[Begin]

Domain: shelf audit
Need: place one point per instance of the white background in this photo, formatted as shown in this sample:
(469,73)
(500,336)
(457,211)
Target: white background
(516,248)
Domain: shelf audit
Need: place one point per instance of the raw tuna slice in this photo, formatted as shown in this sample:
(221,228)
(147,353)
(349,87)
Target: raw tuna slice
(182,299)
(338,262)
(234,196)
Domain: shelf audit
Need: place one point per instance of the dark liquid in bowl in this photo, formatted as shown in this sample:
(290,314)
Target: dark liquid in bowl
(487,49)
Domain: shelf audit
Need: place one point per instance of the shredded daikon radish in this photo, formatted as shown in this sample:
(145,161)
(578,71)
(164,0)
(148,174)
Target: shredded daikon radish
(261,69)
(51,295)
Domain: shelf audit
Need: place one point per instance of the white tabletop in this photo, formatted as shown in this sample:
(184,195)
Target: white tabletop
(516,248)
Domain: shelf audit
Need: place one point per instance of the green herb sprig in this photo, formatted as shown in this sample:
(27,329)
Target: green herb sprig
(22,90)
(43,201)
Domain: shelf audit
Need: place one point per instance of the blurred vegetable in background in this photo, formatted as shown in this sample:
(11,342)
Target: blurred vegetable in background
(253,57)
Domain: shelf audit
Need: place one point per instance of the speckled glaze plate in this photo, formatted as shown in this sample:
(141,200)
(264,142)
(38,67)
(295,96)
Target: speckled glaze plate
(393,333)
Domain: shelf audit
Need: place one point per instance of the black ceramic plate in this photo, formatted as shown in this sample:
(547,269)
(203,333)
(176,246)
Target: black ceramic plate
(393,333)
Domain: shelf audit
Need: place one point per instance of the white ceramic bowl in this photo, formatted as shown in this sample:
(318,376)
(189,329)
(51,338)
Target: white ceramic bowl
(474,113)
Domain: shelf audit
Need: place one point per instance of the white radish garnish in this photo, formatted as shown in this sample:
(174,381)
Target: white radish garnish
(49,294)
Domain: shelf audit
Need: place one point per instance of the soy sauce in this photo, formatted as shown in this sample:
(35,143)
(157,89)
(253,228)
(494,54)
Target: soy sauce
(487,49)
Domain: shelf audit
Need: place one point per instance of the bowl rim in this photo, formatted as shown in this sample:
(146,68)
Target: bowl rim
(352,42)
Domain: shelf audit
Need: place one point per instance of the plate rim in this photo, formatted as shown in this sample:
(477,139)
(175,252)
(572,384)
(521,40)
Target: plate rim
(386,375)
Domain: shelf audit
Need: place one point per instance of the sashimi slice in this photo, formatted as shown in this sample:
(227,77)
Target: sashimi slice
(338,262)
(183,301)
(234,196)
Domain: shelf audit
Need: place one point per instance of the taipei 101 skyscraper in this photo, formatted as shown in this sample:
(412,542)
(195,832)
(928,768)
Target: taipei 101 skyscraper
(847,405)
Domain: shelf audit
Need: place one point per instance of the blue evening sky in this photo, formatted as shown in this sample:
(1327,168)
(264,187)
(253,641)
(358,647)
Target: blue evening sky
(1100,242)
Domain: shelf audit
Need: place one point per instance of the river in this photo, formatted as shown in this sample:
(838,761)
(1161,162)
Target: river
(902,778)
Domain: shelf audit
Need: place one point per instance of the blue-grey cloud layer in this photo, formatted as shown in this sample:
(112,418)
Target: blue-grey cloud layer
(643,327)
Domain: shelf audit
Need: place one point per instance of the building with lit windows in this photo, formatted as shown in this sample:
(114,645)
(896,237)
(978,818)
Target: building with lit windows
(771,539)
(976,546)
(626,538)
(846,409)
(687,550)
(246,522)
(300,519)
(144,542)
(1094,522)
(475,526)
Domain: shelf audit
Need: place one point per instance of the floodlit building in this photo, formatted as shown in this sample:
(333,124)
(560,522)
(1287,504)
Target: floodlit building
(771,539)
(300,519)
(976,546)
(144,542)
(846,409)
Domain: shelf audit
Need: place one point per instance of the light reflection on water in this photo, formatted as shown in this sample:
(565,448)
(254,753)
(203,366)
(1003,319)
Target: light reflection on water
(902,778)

[End]

» **EXERCISE OBJECTIVE**
Transcribe all the entries, keeping each one exactly as it is.

» **RESULT BELOW**
Domain: shelf audit
Need: place one point per instance of the white background in this photo, formatted as shown in this sample:
(469,73)
(500,336)
(457,211)
Target: white background
(516,248)
Domain: shelf audit
Need: place one point per instance of the raw tuna slice in this photo, formatted as shown in this sample:
(221,228)
(147,353)
(349,87)
Target: raw tuna slice
(182,299)
(338,262)
(234,196)
Domain: shelf audit
Need: place one point per instance of the dark liquid in bowl in this photo, formatted as shown in this sample:
(290,314)
Target: dark liquid in bowl
(487,49)
Domain: shelf audit
Need: place one point per instance of the shredded daikon radish in this photo, formatted as shown in this sample:
(145,161)
(578,71)
(164,0)
(148,174)
Target: shredded daikon radish
(261,69)
(51,295)
Domain: shelf audit
Need: place one point per instance of the white tabletop in this photo, formatted as shown in this sample:
(184,195)
Target: white tabletop
(516,248)
Domain: shelf audit
Need: place one point per instance of the green herb sprig in this photo, formatted as shown in this sample:
(27,329)
Target: green herb sprig
(22,90)
(43,201)
Domain: shelf audit
Need: place one point per instance of the blurred vegetable in background in this photo, formatted as shown in this sample:
(11,342)
Target: blurred vegetable in background
(253,57)
Domain: shelf audit
Need: place one point per instance of the speckled glaze plate in this photo, formatted as shown in this sample:
(141,200)
(264,142)
(38,67)
(295,96)
Target: speckled glaze plate
(393,333)
Domain: shelf audit
Need: place one point per instance of the black ceramic plate in this photo, formatted as shown in this sample:
(547,269)
(203,333)
(176,246)
Target: black ceramic plate
(393,333)
Domain: shelf audit
Need: place one point per instance of the white ceramic bowl in this photo, formatted as shown in this sample:
(318,376)
(189,329)
(51,338)
Target: white ceramic bowl
(474,113)
Domain: shelf audit
Need: place one point per instance of the white radish garnish in this photo, formatted as shown in this sample:
(174,381)
Target: white radish garnish
(49,294)
Domain: shelf audit
Need: place one point per instance of the soy sauce in this photo, formatted as shown in this sample:
(35,143)
(157,89)
(253,228)
(494,54)
Target: soy sauce
(487,49)
Domain: shelf audit
Need: place one point per instance of the bowl rim in this photo, formatted as shown in this sample:
(146,68)
Target: bowl rim
(352,42)
Domain: shelf audit
Need: place one point per instance of the plate rim in this photo, formatted as shown in this sample:
(477,139)
(175,252)
(572,384)
(521,40)
Target: plate rim
(386,375)
Domain: shelf audit
Need: place one point per instance of the sashimi slice in this photo, formatted as shown in this sample:
(227,77)
Target: sashimi slice
(338,262)
(183,301)
(234,196)
Domain: shelf audit
Need: place one point per instance of the taipei 101 skyscraper in this photo, formatted as shown in this sample:
(412,542)
(195,832)
(928,768)
Target: taipei 101 skyscraper
(847,405)
Domain: shelf audit
Need: place one point per instance of the blue evening sky in this photo, formatted as shown in this sample:
(1327,168)
(264,187)
(253,641)
(358,647)
Target: blue evening sky
(1100,242)
Domain: shelf audit
Need: place one point per instance of the river in this photo, formatted as shown in this sample:
(838,761)
(1161,162)
Target: river
(902,778)
Domain: shelf audit
Need: place one point per instance of the blue-grey cloud layer in this photo, formatted as shown in this sample:
(112,418)
Target: blue-grey cloud layer
(643,327)
Domain: shelf audit
Need: place one point per instance of the building with lit windows in this photo, formatted as shown in this sample:
(114,645)
(896,237)
(978,818)
Target: building with lit windows
(771,539)
(976,546)
(626,538)
(846,409)
(687,550)
(246,522)
(300,519)
(144,542)
(1094,522)
(475,526)
Domain: shelf audit
Need: place one point per instance of the floodlit building in this photo, formatted as shown in this sample:
(333,124)
(560,522)
(1287,504)
Target: floodlit building
(771,539)
(300,519)
(976,546)
(144,542)
(846,409)
Domain: shelf audit
Need: place one point per instance of the light reflection on water in this photo, formatted as shown in this sample:
(565,448)
(254,753)
(203,366)
(1003,319)
Target: light reflection on water
(902,778)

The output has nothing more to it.